◆ What to work on: Exact copies of all the records below should be returned.

─── Data supplied ───

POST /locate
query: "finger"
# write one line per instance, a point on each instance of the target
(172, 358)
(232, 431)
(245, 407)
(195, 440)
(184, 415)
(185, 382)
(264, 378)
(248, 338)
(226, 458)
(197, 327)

───

◆ Task output:
POST /locate
query: "finger"
# write one line per instance, a point on each instance of the target
(172, 358)
(232, 431)
(245, 407)
(195, 440)
(184, 415)
(185, 382)
(264, 378)
(248, 338)
(226, 458)
(197, 327)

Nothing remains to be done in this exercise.